**RECORDS PROVIDED**.
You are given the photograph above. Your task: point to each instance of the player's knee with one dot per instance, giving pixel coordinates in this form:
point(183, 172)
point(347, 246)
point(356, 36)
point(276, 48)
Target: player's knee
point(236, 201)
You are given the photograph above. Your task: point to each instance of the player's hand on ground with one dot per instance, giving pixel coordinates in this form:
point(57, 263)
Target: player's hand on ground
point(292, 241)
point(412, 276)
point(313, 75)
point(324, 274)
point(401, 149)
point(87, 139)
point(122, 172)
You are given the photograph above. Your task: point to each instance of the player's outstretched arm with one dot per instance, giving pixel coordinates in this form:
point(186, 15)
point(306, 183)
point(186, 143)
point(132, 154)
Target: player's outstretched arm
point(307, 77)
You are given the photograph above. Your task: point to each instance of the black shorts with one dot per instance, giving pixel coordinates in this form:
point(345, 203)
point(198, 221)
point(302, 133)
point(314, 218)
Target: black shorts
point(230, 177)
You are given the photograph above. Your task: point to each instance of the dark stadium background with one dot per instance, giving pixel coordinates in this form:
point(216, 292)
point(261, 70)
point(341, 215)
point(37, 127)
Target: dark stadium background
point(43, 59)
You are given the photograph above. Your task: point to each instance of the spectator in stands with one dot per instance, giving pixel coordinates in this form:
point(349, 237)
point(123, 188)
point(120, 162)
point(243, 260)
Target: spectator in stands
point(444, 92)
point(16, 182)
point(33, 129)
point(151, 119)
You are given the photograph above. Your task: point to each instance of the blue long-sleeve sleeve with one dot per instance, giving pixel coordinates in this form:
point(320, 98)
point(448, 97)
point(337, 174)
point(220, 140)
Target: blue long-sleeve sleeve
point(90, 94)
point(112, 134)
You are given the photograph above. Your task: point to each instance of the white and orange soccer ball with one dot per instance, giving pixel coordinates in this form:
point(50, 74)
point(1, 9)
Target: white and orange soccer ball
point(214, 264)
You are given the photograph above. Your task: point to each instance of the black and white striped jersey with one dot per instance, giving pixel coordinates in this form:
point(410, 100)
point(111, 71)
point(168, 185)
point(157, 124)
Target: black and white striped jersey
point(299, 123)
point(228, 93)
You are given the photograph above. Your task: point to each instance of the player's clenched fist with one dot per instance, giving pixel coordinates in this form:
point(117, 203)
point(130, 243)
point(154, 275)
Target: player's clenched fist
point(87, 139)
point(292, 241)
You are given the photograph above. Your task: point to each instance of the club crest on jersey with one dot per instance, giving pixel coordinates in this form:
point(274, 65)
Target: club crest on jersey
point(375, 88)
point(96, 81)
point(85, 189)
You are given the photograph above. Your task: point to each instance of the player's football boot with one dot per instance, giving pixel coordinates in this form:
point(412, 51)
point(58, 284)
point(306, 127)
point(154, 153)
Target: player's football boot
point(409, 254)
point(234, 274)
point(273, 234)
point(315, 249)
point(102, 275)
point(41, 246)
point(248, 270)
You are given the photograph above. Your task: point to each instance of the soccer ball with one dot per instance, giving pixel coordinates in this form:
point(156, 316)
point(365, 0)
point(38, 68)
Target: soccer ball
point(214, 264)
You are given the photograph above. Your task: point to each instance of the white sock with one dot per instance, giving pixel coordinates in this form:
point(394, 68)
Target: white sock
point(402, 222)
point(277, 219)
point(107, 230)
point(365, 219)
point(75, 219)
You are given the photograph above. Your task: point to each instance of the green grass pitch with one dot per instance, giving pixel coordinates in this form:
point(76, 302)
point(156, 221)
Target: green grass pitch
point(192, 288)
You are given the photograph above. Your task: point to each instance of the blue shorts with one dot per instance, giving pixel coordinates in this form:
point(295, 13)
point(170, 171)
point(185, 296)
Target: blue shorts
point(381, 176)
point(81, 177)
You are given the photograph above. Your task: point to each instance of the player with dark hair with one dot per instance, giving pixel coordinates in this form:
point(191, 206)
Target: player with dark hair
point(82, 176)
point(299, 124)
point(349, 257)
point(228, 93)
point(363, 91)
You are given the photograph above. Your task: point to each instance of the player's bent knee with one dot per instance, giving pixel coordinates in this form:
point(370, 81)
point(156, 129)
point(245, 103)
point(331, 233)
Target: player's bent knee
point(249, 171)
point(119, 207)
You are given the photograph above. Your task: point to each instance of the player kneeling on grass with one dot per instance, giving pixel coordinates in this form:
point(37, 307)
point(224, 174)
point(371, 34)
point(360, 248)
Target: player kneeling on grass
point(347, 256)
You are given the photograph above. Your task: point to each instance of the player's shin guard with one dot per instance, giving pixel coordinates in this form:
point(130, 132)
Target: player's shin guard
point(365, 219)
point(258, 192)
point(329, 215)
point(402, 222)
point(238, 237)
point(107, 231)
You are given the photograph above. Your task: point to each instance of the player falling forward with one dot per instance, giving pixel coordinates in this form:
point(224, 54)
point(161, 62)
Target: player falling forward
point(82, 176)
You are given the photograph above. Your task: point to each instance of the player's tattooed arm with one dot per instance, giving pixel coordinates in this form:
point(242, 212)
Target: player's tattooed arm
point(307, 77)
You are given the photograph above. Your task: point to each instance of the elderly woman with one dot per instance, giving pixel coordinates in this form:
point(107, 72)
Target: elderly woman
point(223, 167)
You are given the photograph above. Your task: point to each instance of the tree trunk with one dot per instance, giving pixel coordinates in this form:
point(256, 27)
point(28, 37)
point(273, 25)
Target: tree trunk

**TASK GOAL**.
From the records above, transcribe without alteration every line from the one with "point(394, 68)" to the one with "point(130, 132)", inclusive.

**EXERCISE SOLUTION**.
point(394, 68)
Target: white sock
point(402, 222)
point(277, 219)
point(107, 230)
point(365, 219)
point(75, 219)
You are given the photograph above. Your task: point to each instance of the green grass pitch with one dot per instance, giving pixel coordinates in this form:
point(76, 302)
point(156, 221)
Target: green grass pitch
point(192, 288)
You are given the photograph above. Your task: point to each instance of the blue shorts with one dot per instance, giving pixel coordinates in this form:
point(295, 13)
point(170, 171)
point(185, 296)
Target: blue shorts
point(381, 176)
point(81, 177)
You are given the photograph above. Your task: point to each instance of the player with dark hair with one dot per instance, giving pixel coordinates in this form:
point(191, 206)
Target: player with dark hair
point(82, 176)
point(299, 124)
point(349, 257)
point(228, 93)
point(363, 91)
You are given the photograph above. Your task: point to each instance of the player's bent knee with one dot per instance, giving pixel coordinates in this form:
point(370, 81)
point(156, 129)
point(245, 103)
point(331, 233)
Target: player's bent knee
point(249, 171)
point(119, 207)
You are given the photograph above. Your task: point to each instance of the player kneeling on grass with one dot per instance, giving pixel coordinates in this form:
point(37, 307)
point(224, 174)
point(371, 34)
point(360, 248)
Target: player kneeling on grass
point(347, 256)
You are given the photograph above. Your task: point to each instance of the player's shin guard with one dot per instance, giving pixel coordinates in this form:
point(130, 132)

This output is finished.